(Referring expression pointing data)
——

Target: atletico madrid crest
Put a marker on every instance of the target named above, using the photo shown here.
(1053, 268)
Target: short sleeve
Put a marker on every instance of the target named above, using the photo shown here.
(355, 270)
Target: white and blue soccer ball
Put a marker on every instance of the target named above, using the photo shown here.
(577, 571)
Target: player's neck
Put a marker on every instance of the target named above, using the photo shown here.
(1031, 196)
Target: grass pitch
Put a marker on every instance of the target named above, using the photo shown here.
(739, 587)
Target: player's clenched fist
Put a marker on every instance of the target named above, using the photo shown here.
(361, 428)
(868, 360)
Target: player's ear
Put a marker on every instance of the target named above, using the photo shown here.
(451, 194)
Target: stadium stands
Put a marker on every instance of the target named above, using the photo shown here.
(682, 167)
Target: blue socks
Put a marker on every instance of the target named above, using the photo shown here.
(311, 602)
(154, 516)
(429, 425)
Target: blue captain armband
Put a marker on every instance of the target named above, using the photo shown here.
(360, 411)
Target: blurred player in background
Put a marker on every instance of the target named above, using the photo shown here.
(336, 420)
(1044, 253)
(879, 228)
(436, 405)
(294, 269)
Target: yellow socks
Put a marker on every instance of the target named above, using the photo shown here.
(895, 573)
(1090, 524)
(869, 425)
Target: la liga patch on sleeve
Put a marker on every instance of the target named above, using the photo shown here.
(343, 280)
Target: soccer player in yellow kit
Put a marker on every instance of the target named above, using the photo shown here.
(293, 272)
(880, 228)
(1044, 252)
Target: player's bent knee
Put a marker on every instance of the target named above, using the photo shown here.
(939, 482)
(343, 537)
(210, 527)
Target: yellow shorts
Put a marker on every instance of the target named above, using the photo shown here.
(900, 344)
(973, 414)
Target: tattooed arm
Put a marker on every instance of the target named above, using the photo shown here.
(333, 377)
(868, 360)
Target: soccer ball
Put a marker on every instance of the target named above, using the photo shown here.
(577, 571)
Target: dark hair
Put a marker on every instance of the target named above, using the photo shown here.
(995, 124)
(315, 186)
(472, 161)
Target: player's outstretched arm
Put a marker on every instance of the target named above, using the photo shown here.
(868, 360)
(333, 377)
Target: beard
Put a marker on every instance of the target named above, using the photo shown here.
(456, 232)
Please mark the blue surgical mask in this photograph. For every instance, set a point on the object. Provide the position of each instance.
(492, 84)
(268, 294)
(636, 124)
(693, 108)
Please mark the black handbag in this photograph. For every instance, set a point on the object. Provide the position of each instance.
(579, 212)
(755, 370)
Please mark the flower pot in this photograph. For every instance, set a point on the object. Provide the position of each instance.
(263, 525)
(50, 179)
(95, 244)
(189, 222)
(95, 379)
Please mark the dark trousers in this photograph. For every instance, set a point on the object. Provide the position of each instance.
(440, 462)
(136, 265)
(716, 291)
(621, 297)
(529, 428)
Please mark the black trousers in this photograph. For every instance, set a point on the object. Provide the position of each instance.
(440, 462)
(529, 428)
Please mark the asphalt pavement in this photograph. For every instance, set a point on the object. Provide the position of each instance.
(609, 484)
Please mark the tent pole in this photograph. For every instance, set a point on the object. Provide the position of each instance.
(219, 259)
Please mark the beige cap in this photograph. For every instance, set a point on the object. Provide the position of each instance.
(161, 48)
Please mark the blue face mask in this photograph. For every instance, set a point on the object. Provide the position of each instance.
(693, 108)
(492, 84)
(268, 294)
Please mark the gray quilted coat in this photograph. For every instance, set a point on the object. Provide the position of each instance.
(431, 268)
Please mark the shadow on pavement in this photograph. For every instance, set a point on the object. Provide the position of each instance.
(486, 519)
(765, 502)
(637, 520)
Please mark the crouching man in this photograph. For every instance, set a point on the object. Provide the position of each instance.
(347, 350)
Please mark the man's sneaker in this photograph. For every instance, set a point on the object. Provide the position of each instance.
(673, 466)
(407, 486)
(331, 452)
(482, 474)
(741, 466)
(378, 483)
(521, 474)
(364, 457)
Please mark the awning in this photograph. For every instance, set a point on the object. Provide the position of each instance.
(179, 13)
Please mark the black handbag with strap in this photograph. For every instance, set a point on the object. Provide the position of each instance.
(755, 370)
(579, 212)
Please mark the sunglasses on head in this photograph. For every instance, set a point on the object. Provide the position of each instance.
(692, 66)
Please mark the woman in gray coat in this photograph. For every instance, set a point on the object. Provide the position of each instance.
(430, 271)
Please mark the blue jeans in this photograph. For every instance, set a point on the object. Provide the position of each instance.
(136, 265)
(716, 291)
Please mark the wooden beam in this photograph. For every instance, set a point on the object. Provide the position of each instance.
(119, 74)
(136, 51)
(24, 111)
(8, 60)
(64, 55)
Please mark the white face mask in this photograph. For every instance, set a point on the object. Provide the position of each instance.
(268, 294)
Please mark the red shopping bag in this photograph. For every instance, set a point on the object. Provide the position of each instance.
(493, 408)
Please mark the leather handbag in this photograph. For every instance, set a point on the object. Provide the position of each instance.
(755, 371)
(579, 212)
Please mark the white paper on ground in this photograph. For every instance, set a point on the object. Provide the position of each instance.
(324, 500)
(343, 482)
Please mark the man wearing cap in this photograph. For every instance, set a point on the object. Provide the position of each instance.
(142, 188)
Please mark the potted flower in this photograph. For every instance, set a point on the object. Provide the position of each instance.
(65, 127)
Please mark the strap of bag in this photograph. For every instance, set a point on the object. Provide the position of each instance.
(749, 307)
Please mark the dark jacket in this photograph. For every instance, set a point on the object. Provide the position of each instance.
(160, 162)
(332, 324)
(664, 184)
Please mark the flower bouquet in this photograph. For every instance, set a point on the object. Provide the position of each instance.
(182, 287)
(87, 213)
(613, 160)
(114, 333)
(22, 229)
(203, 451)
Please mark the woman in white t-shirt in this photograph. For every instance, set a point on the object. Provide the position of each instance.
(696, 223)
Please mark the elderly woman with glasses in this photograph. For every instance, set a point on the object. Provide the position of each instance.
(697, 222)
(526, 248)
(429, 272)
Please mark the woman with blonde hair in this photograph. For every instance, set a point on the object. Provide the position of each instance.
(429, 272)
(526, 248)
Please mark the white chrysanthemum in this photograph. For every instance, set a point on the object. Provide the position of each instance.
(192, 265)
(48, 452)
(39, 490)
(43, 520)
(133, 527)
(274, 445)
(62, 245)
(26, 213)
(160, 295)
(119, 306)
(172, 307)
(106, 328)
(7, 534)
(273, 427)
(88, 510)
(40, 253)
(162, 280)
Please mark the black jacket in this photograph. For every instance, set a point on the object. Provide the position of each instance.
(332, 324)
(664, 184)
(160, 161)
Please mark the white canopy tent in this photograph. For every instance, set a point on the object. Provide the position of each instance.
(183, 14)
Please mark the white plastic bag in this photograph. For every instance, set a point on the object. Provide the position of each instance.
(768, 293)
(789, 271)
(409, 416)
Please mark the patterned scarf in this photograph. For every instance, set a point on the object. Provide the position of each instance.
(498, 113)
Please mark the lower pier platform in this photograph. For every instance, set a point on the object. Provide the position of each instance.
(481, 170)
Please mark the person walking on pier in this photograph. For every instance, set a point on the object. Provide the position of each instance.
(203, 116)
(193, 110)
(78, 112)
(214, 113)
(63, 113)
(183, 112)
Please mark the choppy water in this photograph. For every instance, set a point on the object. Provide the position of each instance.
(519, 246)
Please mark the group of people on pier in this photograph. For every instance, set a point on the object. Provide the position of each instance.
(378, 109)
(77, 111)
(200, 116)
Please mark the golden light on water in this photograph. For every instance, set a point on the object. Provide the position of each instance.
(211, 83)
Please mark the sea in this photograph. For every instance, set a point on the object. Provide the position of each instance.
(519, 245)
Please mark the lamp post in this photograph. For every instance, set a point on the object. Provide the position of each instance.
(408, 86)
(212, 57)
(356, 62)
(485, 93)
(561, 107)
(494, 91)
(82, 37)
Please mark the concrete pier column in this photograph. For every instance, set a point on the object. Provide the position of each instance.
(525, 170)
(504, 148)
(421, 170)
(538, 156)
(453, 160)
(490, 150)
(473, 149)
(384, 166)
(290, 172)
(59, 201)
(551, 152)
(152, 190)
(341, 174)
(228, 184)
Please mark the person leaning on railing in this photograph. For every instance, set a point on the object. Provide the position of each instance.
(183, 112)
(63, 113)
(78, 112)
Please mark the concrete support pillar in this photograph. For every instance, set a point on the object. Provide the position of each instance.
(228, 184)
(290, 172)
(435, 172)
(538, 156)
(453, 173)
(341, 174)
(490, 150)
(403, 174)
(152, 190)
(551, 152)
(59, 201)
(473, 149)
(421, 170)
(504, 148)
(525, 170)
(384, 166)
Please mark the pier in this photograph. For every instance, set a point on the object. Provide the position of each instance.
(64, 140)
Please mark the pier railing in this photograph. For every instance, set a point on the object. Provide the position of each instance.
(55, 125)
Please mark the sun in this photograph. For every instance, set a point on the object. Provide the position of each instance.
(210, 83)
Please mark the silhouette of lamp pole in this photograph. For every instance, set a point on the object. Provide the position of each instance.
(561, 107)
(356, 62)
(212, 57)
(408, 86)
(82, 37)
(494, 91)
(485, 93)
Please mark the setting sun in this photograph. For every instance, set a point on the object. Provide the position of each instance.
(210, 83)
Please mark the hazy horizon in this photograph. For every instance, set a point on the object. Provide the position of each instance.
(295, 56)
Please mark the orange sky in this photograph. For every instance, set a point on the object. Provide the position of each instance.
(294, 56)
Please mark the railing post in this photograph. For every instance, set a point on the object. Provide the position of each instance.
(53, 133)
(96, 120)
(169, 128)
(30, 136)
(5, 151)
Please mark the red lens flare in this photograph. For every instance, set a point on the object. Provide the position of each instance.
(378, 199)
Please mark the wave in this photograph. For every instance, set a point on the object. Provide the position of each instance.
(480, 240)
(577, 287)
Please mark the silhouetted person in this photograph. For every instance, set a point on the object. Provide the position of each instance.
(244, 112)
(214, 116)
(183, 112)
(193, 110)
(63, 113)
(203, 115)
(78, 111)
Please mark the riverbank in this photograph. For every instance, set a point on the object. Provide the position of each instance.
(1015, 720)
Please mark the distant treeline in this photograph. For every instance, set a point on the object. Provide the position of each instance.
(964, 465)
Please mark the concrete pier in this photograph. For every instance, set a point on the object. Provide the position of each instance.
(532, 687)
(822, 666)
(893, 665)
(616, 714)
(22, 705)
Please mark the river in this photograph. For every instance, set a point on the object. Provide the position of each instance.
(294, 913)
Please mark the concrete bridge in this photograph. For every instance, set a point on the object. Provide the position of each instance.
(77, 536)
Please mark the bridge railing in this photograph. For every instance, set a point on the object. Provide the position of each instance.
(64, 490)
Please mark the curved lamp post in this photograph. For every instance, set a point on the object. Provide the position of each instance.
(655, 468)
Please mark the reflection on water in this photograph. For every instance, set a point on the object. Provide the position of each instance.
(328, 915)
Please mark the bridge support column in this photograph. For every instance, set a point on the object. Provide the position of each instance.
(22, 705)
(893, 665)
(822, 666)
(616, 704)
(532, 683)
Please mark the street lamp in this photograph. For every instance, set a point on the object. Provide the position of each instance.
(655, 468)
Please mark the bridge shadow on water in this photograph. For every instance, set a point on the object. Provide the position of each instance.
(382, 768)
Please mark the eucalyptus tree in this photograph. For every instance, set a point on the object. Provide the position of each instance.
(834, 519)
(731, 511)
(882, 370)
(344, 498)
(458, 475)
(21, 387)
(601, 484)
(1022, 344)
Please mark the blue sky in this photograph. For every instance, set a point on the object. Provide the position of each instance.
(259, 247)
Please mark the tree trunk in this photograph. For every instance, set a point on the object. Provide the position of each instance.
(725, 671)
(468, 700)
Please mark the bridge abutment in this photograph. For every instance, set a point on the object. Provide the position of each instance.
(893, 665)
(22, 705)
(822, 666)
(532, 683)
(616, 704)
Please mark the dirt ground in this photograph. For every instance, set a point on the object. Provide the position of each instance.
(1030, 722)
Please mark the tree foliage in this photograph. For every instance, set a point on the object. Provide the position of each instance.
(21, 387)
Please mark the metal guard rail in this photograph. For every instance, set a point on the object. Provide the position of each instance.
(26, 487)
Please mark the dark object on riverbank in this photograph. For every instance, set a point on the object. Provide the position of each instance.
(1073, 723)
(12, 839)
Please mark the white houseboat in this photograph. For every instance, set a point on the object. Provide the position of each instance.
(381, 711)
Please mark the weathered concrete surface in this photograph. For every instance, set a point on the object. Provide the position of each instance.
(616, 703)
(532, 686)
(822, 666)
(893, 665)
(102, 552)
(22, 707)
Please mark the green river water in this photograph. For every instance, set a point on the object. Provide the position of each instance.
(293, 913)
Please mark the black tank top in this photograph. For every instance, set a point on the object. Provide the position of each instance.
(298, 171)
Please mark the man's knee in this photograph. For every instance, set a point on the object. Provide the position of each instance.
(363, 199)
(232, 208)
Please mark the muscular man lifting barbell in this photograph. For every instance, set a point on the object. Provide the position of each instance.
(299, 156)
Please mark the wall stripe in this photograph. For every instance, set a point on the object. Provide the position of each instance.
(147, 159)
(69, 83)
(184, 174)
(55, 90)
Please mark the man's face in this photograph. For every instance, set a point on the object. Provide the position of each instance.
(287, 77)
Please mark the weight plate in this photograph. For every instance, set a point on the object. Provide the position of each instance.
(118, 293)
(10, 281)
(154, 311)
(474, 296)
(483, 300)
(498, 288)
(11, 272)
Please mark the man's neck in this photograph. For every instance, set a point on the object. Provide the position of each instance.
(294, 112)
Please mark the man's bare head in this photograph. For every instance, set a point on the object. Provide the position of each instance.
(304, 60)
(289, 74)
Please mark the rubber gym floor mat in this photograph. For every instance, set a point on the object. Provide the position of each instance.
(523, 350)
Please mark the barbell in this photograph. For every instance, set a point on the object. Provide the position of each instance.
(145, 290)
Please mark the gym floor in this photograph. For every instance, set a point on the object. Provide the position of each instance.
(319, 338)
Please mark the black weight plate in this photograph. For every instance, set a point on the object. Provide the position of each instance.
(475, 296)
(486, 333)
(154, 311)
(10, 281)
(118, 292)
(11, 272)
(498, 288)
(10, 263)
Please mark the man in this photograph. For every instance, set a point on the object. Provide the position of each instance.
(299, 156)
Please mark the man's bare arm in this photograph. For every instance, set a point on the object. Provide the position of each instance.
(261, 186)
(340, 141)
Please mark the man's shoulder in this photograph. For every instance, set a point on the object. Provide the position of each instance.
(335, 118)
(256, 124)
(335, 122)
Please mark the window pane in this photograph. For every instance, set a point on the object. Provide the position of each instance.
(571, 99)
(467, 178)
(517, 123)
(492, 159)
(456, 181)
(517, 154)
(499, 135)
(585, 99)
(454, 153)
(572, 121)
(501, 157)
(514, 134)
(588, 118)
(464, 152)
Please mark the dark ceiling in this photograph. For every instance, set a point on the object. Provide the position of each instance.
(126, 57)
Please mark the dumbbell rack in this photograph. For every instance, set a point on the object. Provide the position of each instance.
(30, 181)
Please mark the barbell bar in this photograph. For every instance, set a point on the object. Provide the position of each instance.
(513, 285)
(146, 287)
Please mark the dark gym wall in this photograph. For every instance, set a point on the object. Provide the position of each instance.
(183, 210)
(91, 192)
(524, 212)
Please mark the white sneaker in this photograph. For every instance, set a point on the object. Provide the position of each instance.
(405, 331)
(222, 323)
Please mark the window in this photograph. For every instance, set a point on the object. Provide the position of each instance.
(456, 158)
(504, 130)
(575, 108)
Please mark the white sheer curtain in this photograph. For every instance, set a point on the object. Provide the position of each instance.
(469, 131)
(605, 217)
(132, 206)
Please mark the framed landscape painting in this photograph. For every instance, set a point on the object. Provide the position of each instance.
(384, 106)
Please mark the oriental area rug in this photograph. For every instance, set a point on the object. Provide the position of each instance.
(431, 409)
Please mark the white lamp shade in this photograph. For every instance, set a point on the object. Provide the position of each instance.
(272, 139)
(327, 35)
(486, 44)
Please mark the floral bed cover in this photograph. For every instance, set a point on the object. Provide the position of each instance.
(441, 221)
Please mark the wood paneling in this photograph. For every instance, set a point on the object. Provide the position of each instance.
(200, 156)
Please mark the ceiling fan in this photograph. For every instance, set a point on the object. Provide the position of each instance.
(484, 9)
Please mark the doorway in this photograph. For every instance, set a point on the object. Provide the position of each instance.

——

= Your task =
How many lines in the data above contain the word "sleeve"? Reply with only that figure.

= Problem solution =
2